◆ Selection ◆
+--

The Mershon Center for International Security Studies  is a research institute at the Ohio State University. The current director is Dorothy Noyes.

History
The Mershon Center was founded in 1952 upon the death of Ralph D. Mershon, an alumnus of the school, who left funds to the university for the establishment of a research institute dedicated to the fields of international relations and security. Many schools founded similar centers due to the aftermath of World War II such as the Arnold A. Saltzman Institute of War and Peace Studies at Columbia University.

The first director of the Mershon Center was Edgar S. Furniss Jr., who was appointed in 1960. However, he would die unexpectedly only six years later. Fellows throughout the years have included Francis Beer, Erika Bourguignon, Ofer Feldman, Azar Gat, Margaret Hermann, David P. Houghton, Kimberly Marten, Robert J. McMahon, Margaret Mills, John Mueller, Mary Ellen O'Connell, Allan Silverman, Alexander Stephan.

+--

◆ Record excerpts ◆
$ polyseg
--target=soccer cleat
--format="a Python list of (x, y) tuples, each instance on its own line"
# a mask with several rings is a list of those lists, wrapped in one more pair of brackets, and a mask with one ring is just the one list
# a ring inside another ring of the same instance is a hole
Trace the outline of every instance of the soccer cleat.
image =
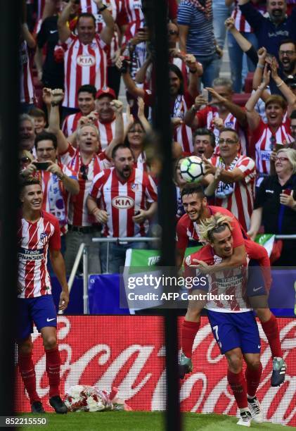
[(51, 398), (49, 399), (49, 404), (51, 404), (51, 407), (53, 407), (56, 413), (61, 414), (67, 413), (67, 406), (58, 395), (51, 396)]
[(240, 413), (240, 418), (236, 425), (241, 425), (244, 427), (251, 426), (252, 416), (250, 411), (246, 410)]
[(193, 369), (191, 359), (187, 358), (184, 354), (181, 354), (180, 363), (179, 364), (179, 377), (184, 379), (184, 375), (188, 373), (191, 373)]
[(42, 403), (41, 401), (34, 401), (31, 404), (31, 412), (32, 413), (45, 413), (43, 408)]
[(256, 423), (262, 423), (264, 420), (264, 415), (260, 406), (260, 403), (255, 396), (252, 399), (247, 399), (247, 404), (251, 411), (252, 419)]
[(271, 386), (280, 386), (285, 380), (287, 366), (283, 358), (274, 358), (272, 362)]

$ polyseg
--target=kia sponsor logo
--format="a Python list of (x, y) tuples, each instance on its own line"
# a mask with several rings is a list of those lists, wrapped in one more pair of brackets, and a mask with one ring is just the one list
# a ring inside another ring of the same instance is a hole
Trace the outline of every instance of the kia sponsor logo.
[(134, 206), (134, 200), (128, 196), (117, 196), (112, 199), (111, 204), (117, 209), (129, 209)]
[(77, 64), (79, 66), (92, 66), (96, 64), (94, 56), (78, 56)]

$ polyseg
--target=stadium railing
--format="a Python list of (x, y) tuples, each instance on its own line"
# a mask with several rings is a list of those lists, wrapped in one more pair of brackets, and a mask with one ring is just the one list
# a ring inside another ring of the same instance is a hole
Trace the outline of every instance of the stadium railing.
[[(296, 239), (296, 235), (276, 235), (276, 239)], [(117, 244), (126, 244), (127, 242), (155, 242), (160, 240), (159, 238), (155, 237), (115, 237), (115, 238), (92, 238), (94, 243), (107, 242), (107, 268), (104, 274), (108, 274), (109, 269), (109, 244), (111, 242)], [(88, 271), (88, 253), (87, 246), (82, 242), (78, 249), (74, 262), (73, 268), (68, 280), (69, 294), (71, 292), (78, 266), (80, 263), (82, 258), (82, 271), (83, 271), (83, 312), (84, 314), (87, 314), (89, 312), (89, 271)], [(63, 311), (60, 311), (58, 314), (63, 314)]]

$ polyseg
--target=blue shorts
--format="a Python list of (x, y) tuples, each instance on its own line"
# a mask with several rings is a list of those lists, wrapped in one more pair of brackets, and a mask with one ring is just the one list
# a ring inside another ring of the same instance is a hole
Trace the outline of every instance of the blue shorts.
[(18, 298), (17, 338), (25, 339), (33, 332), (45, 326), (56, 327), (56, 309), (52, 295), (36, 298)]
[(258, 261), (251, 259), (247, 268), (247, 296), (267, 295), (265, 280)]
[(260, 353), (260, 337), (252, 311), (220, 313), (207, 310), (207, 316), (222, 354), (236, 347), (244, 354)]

+--

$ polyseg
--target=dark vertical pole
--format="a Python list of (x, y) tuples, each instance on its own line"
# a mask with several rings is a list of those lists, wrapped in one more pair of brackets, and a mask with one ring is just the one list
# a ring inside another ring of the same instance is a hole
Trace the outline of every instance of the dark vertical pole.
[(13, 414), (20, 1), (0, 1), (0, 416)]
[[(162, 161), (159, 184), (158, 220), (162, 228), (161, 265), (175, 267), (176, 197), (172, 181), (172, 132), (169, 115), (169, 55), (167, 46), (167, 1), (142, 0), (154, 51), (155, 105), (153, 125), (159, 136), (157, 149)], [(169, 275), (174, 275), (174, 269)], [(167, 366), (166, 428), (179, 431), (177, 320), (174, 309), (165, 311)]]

+--

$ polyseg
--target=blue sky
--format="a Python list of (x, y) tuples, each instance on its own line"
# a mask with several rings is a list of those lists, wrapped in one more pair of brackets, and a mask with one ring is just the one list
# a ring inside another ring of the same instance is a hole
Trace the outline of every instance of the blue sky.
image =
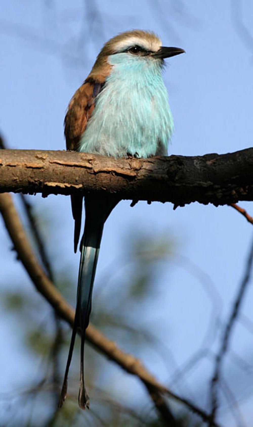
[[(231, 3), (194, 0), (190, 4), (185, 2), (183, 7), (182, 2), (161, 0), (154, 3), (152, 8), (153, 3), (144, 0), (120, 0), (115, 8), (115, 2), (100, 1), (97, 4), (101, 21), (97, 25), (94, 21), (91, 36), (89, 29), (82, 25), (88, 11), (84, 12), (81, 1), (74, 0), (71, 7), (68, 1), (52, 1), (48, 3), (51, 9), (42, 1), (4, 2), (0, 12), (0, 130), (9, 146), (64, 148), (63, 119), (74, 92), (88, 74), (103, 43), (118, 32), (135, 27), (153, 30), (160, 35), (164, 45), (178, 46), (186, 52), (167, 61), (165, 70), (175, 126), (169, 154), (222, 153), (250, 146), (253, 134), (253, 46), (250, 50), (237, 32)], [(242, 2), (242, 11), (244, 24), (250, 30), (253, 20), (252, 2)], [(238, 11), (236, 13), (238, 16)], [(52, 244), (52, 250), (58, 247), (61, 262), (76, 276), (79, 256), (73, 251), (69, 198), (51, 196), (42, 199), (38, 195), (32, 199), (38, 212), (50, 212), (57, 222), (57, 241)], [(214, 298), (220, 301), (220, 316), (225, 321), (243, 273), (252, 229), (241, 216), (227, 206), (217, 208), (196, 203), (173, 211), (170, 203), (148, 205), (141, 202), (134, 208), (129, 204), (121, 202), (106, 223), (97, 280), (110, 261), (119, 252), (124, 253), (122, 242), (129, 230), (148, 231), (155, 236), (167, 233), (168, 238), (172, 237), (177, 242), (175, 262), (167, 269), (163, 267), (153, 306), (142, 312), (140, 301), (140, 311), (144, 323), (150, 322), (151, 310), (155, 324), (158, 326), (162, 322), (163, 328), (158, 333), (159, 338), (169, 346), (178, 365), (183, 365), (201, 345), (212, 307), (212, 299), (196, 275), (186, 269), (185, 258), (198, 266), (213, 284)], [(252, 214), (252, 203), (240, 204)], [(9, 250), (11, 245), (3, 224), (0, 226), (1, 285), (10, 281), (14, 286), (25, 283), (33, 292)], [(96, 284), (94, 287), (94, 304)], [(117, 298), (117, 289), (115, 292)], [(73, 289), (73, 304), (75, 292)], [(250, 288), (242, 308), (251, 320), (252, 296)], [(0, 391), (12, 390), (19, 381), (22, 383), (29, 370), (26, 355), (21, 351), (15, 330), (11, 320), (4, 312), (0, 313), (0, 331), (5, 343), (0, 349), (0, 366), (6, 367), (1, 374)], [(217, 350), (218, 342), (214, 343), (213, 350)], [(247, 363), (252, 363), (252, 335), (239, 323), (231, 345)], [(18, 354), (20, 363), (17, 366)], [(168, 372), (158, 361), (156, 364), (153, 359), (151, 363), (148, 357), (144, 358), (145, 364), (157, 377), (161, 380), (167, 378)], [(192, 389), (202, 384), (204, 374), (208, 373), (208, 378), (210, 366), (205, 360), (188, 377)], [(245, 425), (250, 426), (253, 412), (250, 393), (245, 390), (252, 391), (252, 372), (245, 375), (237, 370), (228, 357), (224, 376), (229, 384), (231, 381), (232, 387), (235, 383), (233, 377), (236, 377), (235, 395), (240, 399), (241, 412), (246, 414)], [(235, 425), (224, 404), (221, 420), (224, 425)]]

+--

◆ What this exercise asks ◆
A. Answer these about the Mershon Center text:
(i) Who is the current director?
(ii) In what year was the center founded?
(iii) Who was the first director?
B. Please rewrite the paragraph of the Mershon Center text that begins "The first director of the Mershon Center" in a shorter form, keeping its main facts.
C. Edit a stretch of the Mershon Center text, changing "research institute" to "research center". Begin at the words "The Mershon Center for" and stop after "at Columbia University.".
The records have no role in any of this.

◆ Exercise solutions ◆
A.
(i) Dorothy Noyes
(ii) 1952
(iii) Edgar S. Furniss Jr.

B. Edgar S. Furniss Jr. became the Mershon Center's first director in 1960 and died unexpectedly six years later. Past fellows include Francis Beer, Erika Bourguignon, Ofer Feldman, Azar Gat, Margaret Hermann, David P. Houghton, Kimberly Marten, Robert J. McMahon, Margaret Mills, John Mueller, Mary Ellen O'Connell, Allan Silverman, and Alexander Stephan.

C.
The Mershon Center for International Security Studies  is a research center at the Ohio State University. The current director is Dorothy Noyes.

History
The Mershon Center was founded in 1952 upon the death of Ralph D. Mershon, an alumnus of the school, who left funds to the university for the establishment of a research center dedicated to the fields of international relations and security. Many schools founded similar centers due to the aftermath of World War II such as the Arnold A. Saltzman Institute of War and Peace Studies at Columbia University.